__The problem__
Write out the records below again, replacing "tree" with "shrub" and keeping everything else the same.

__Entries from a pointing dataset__
######
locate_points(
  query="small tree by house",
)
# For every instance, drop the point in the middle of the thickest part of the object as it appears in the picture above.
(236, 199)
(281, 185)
######
__The solution__
locate_points(
  query="small shrub by house",
)
# For every instance, drop the point in the middle of the thickest part of the object as it appears in the picture above.
(236, 199)
(281, 185)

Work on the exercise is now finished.